TEXT UNDER STUDY:
***
Whether you got behind on your mortgage loan payments over time or due to a catastrophic event such as a job loss or medical emergency, your lender is knocking on your door for payment. In fact, your lender may already be threatening to foreclose on your home.
When you borrowed the money to buy your home, you gave your lender your home as collateral. Now, as you experience financial difficulties, your lender may consider taking that collateral to satisfy the loan. Fortunately, most lenders have no desire to own your home. Instead, they would prefer for you to keep paying. This means that it may be possible to keep your home.
What options do you have?
One of the following foreclosure alternatives may work, depending on your circumstances:
- Modifying your loan: You could discuss the possibility of modifying your mortgage loan with your lender. Refinancing may provide you with a more affordable payment. You may even be able to extend the length of your loan, which may also lower your payment.
- Requesting a forbearance: If you believe that your financial situation is temporary, your lender may agree to either suspend or reduce your payments for a specific amount of time. This may allow you the opportunity to get back on your feet before resuming your payments.
- Turning to the FHA-Insurance fund for help: You may qualify for a one-time payment to catch you up on any mortgage loan payments you missed.
If your goal is to get out from under your mortgage loan and not necessarily to keep your home, you may be able to work out one of the following arrangements with your lender:
- Selling your house before a foreclosure: You may be able to sell your home before your lender files foreclosure proceedings against you. With your lender's consent, you may even be able to accept an offer that is less than the amount you owe.
***
PROVIDED INFORMATION:
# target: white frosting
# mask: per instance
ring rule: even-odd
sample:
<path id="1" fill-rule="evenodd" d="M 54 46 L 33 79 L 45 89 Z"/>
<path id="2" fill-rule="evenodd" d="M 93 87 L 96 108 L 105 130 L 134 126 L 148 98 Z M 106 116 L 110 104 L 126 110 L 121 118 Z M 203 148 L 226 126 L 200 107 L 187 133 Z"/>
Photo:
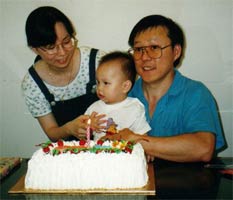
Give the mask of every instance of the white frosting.
<path id="1" fill-rule="evenodd" d="M 75 144 L 65 142 L 65 145 L 70 143 Z M 28 162 L 25 188 L 42 190 L 141 188 L 147 182 L 144 150 L 140 144 L 136 144 L 131 154 L 68 152 L 53 156 L 39 149 Z"/>

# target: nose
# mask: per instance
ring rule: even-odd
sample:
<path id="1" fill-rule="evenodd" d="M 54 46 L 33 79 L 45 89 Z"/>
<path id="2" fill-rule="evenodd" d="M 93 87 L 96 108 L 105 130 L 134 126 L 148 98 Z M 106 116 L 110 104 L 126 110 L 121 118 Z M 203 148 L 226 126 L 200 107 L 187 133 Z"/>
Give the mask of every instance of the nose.
<path id="1" fill-rule="evenodd" d="M 146 48 L 143 49 L 142 55 L 141 55 L 142 60 L 150 60 L 151 57 L 148 55 L 148 51 Z"/>
<path id="2" fill-rule="evenodd" d="M 60 55 L 65 54 L 65 50 L 64 50 L 62 44 L 57 45 L 57 53 L 60 54 Z"/>

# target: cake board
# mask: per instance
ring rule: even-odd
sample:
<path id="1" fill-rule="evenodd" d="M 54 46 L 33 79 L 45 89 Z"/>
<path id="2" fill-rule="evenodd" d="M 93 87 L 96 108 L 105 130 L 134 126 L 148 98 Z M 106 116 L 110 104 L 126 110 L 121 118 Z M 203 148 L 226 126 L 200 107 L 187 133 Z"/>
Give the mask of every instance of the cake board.
<path id="1" fill-rule="evenodd" d="M 26 189 L 24 185 L 25 175 L 20 177 L 16 184 L 8 191 L 9 194 L 138 194 L 155 195 L 154 166 L 148 164 L 148 183 L 143 188 L 133 189 L 93 189 L 93 190 L 35 190 Z"/>

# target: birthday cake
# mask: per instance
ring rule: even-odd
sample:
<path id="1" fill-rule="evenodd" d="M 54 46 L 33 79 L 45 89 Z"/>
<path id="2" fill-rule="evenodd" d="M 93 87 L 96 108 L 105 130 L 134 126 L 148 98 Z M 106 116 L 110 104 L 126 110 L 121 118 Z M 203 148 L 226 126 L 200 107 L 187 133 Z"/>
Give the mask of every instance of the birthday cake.
<path id="1" fill-rule="evenodd" d="M 142 188 L 148 182 L 144 150 L 124 140 L 40 144 L 28 162 L 25 188 L 95 190 Z"/>

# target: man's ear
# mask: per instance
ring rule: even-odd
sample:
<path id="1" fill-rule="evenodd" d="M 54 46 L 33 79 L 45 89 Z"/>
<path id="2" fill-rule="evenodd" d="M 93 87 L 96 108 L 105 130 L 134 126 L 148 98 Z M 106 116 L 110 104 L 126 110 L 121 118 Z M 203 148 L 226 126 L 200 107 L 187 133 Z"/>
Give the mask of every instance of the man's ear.
<path id="1" fill-rule="evenodd" d="M 128 93 L 132 87 L 132 82 L 130 80 L 127 80 L 123 83 L 123 92 Z"/>
<path id="2" fill-rule="evenodd" d="M 176 44 L 173 48 L 174 51 L 174 62 L 181 56 L 182 48 L 180 45 Z"/>

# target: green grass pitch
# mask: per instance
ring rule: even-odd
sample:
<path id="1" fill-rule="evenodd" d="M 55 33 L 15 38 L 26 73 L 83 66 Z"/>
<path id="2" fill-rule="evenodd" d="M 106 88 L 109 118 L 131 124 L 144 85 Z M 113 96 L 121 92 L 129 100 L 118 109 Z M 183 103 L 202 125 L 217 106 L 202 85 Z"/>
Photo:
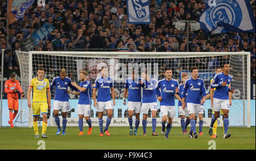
***
WORK INSTRUCTION A: Decide whether each statement agrees with the text on avoiding foreclosure, answering yes or no and quoting the words of the text that decide it. (i) Most lenders would like to take ownership of the borrower's home. (ii) Under a forbearance, a lender may suspend or reduce payments for a specific amount of time. (iii) When selling before a foreclosure, a borrower may be able to accept an offer below the amount owed if the lender consents.
WORK INSTRUCTION B: Rewrite the text on avoiding foreclosure from "Whether you got" to "on your home.", changing "lender" to "bank".
WORK INSTRUCTION C: Pick up the text on avoiding foreclosure after its final sentence and continue it.

RESPONSE BOX A:
(i) No: "Fortunately, most lenders have no desire to own your home."
(ii) Yes: "your lender may agree to either suspend or reduce your payments for a specific amount of time."
(iii) Yes: "With your lender's consent, you may even be able to accept an offer that is less than the amount you owe."

RESPONSE BOX B:
Whether you got behind on your mortgage loan payments over time or due to a catastrophic event such as a job loss or medical emergency, your bank is knocking on your door for payment. In fact, your bank may already be threatening to foreclose on your home.

RESPONSE BOX C:
- Offering a deed-in-lieu of foreclosure: If selling your home isn't a viable option, your lender may agree to take possession of your house without the need for foreclosure proceedings. This does still affect your credit, but it looks better than a foreclosure on your credit report.
Before taking any of these steps, you may need to take an in-depth look at your financial situation in order to choose the best option possible.
How do you start?
Negotiating with your lender will more than likely take more than just a phone call. Even if you do get your lender to agree to one of the above options, documenting that agreement could be challenging. You want to make sure that your rights are protected and that no "fine print" somehow puts you in a worse position than you are already in at some point in the future.
Fortunately, as many other California residents have done, you can seek the advice and assistance of someone with substantial experience in this area to help increase your chances of getting through this successfully. In fact, a review of your circumstances may reveal another viable option that could help not just with your mortgage loan issue, but most of your financial issues -- bankruptcy.